[Start Listed records]

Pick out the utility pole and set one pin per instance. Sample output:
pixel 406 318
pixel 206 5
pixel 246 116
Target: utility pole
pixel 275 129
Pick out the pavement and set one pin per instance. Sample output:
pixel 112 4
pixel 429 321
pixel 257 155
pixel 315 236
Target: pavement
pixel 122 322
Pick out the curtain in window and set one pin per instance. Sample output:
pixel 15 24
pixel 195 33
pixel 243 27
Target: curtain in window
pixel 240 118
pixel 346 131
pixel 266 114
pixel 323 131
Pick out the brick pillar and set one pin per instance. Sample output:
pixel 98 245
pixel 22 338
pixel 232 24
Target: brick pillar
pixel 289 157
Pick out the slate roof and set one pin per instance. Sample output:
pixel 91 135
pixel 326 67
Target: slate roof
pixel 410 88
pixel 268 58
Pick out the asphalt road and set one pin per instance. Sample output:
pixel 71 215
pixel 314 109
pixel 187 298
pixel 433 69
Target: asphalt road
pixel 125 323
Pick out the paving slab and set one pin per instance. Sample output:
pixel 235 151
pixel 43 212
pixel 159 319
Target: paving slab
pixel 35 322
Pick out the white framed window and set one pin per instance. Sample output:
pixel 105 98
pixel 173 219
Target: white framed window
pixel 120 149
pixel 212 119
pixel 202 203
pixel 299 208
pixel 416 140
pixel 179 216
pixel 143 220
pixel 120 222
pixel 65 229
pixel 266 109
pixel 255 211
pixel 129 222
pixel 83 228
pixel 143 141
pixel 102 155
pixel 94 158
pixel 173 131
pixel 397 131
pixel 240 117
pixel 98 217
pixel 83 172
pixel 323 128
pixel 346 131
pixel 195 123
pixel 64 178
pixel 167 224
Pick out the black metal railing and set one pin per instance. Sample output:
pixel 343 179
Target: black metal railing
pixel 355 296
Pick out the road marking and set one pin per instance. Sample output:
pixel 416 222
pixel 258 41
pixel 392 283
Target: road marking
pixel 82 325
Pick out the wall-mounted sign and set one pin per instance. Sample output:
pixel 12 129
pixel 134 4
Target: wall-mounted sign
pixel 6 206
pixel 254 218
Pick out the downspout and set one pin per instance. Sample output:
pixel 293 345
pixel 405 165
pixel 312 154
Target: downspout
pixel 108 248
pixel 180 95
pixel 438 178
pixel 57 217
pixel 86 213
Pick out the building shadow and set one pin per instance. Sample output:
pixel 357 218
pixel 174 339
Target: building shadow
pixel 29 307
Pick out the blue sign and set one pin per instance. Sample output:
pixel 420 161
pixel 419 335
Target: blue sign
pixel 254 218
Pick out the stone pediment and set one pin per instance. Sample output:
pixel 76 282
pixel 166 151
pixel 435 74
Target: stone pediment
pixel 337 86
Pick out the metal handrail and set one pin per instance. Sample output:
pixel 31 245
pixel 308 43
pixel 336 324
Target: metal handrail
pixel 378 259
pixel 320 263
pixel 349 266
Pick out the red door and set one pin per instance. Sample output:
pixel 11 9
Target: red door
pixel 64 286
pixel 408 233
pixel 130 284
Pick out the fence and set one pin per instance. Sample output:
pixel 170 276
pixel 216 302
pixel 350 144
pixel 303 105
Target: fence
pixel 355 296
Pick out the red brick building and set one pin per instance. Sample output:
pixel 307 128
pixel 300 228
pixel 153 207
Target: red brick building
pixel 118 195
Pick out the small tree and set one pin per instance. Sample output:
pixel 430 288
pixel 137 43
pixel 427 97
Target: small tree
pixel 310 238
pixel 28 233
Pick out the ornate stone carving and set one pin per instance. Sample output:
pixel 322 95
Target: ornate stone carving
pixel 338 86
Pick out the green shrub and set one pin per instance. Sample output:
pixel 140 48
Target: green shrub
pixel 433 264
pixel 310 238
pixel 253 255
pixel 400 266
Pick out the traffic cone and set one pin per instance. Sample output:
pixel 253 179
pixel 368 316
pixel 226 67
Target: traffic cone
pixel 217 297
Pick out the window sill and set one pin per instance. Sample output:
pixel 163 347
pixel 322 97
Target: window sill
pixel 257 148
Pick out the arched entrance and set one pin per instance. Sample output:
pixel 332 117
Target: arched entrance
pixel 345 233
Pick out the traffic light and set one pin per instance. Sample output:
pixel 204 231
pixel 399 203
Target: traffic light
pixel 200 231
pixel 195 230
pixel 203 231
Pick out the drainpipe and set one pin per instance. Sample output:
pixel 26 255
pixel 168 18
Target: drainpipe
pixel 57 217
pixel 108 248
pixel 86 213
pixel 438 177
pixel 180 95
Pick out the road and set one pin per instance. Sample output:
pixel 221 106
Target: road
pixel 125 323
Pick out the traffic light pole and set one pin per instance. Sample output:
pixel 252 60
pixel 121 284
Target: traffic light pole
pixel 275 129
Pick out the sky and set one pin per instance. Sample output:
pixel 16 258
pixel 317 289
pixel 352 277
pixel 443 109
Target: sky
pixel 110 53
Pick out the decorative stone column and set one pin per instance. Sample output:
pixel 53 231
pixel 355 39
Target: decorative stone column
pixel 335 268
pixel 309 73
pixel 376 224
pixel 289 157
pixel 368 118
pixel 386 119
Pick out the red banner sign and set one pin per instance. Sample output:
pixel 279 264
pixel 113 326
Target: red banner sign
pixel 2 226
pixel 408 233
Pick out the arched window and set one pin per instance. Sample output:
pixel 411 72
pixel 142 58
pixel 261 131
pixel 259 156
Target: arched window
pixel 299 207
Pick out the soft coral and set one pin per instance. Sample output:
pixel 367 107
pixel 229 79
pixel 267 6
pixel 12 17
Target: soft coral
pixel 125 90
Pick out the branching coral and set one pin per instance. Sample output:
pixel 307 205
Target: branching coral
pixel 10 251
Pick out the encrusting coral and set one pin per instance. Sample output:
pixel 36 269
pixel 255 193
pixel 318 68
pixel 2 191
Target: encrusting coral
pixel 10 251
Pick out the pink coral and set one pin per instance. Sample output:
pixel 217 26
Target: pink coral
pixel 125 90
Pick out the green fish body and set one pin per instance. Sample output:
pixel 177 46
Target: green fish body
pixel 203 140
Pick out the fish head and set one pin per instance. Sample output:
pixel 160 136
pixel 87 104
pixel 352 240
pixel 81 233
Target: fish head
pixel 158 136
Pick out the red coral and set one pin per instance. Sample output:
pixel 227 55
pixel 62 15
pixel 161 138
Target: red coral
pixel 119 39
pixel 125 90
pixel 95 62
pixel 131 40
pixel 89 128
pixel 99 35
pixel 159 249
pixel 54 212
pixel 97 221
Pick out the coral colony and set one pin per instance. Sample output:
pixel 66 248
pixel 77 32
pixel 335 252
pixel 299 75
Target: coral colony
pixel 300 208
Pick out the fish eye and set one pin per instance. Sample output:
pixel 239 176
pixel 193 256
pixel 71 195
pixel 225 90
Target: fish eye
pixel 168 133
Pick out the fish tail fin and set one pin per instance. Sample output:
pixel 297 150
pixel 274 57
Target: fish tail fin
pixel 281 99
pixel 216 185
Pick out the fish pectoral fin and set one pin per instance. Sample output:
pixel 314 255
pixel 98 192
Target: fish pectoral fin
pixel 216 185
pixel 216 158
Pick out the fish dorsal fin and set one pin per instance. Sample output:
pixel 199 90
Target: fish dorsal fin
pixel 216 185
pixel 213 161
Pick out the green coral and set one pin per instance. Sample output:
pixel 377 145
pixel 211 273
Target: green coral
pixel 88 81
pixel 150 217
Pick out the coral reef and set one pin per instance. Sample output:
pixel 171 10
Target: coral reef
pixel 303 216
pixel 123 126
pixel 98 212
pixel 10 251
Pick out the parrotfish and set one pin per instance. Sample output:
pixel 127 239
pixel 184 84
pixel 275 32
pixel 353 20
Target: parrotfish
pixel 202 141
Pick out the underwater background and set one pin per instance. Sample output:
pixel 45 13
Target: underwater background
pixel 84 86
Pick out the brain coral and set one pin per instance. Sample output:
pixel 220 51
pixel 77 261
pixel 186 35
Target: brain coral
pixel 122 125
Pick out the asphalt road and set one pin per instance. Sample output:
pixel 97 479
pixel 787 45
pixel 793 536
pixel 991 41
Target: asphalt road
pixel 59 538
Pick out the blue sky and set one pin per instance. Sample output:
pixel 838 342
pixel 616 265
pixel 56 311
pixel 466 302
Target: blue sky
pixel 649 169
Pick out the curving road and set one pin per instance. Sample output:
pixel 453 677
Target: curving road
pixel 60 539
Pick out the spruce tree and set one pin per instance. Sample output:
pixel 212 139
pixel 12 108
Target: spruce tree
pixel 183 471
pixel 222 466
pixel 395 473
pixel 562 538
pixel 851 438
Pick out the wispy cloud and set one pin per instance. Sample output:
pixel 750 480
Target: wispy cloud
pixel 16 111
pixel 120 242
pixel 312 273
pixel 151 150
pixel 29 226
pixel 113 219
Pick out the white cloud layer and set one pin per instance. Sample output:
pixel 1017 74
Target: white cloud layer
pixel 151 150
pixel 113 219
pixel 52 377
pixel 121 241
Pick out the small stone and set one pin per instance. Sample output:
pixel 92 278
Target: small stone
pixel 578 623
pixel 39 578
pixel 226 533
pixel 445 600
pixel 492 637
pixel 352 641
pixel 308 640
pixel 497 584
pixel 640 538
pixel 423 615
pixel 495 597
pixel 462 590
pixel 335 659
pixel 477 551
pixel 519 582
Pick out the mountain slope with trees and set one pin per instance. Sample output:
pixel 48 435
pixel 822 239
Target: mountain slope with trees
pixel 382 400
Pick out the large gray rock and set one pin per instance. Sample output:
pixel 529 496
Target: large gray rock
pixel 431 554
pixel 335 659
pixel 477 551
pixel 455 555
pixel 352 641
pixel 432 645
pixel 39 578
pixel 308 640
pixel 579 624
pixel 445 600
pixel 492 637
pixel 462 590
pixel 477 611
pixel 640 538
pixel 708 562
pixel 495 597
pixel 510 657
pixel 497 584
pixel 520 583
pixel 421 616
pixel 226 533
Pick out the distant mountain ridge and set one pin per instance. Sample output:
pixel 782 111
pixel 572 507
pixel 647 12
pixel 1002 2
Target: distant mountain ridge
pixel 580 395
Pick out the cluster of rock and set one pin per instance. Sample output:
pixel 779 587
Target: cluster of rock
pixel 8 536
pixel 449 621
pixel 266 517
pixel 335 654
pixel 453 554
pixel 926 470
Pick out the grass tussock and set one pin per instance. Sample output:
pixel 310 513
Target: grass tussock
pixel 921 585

[End Listed records]

Please lay out the lines above, from the one containing "Pick out the coral reef" through the one containing "pixel 84 86" (both included), as a Markdown table with the columns Row and Line text. Number each row and skip any blank lines.

● The reply:
| Row | Line text |
|---|---|
| 1 | Pick out the coral reef and set one pin per instance. Sample output: |
| 2 | pixel 171 10 |
| 3 | Target: coral reef |
| 4 | pixel 303 216 |
| 5 | pixel 123 126 |
| 6 | pixel 98 212 |
| 7 | pixel 10 251 |
| 8 | Pick out the parrotfish and set one pin per instance. Sample output: |
| 9 | pixel 127 239 |
| 10 | pixel 184 84 |
| 11 | pixel 275 32 |
| 12 | pixel 353 20 |
| 13 | Target: parrotfish |
| 14 | pixel 202 141 |
| 15 | Pick out the underwater background and set one pin per instance. Sample output: |
| 16 | pixel 45 13 |
| 17 | Target: underwater background |
| 18 | pixel 84 86 |